◆ **Work to complete**: Restate the data below, keeping every line the same.

- Opening Delimiter -

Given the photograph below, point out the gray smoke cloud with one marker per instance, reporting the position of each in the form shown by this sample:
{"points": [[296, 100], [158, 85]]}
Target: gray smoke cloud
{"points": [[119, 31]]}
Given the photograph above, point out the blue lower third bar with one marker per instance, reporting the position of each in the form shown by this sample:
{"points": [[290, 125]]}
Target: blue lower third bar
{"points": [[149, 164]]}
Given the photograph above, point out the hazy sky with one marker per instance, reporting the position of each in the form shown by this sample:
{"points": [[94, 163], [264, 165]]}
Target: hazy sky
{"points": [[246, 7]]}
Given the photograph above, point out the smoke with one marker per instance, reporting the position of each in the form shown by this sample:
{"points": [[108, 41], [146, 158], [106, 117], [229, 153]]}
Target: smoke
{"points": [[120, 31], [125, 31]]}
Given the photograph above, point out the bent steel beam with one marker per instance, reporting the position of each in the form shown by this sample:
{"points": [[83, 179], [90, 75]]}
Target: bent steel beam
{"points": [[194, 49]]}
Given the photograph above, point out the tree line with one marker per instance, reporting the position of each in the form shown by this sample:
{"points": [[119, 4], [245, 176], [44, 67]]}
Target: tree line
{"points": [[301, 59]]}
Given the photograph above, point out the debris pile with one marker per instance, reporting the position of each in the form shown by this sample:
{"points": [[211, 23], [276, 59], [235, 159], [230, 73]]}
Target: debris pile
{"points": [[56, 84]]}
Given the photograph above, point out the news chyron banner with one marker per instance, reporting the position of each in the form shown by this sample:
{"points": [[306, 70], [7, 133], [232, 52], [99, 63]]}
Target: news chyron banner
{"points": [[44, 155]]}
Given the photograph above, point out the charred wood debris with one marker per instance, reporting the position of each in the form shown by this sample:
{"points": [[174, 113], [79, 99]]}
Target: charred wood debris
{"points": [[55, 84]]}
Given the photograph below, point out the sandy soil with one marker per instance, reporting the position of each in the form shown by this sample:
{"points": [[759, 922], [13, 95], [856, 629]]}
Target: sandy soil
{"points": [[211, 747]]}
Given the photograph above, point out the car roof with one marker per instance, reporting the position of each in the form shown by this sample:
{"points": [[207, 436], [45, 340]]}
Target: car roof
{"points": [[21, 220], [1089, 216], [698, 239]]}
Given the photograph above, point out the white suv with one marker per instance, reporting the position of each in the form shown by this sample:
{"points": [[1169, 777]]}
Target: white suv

- Closing Delimiter -

◆ **Exercise solution**:
Given the photograph below, point out the gray smoke cloud with one marker per instance, reporting the position of each in the form shown by this sample:
{"points": [[296, 100], [158, 85]]}
Target: gray smoke cloud
{"points": [[119, 31]]}
Given the photograph above, point out the blue lower third bar with one marker per instance, reporting the position of each in the form shown by this sample:
{"points": [[290, 125]]}
Target: blue lower third bar
{"points": [[149, 164]]}
Given the photograph above, point out the hazy sky with one marker per instance, reporting the position of each in the form shown by this sample:
{"points": [[94, 163], [264, 165]]}
Target: hazy sky
{"points": [[246, 7]]}
Given the photograph above, point out the smoke with one marker per instance, reporting the position of each in the form shown by this sample:
{"points": [[108, 41], [146, 158], [106, 117], [229, 153]]}
Target: smoke
{"points": [[120, 31], [125, 31]]}
Given the photograph above, point out the bent steel beam with one marker per instance, reporting the position of each in the form shown by this sample:
{"points": [[83, 179], [90, 75]]}
Target: bent steel beam
{"points": [[194, 49]]}
Given the photograph above, point out the tree line with one marker per instance, reporting the position of each in the form shown by this sample:
{"points": [[119, 4], [245, 176], [44, 67]]}
Target: tree line
{"points": [[301, 59]]}
Given the photograph above, point out the debris pile with one marker per instance, reporting the position of each in the form shown by this sample:
{"points": [[211, 23], [276, 59], [235, 159], [230, 73]]}
Target: debris pile
{"points": [[56, 84]]}
Given the photograph above, point out the news chyron banner with one marker per instance, reporting the position of each in the form shown by this sample:
{"points": [[306, 70], [7, 133], [232, 52], [99, 63]]}
Target: news chyron banner
{"points": [[44, 155]]}
Given the photograph above, point out the charred wood debris with one marker per instance, reporting the position of each in the form shown by this sample:
{"points": [[174, 113], [79, 99]]}
Target: charred wood debris
{"points": [[55, 84]]}
Given the photograph below, point out the sandy soil with one marker per instance, reporting the position of each in the form shown by this sample:
{"points": [[759, 922], [13, 95], [856, 629]]}
Target: sandy soil
{"points": [[211, 747]]}
Given the photograph above, point out the car roof with one marker per instance, reporting the position of each in the form shown by this sample:
{"points": [[207, 436], [45, 340]]}
Target: car roof
{"points": [[21, 220], [1089, 216], [698, 239]]}
Given the photograph above, point out the white suv with one marker per instance, reporting the position of each in the form shown by this sample:
{"points": [[1169, 777]]}
Target: white suv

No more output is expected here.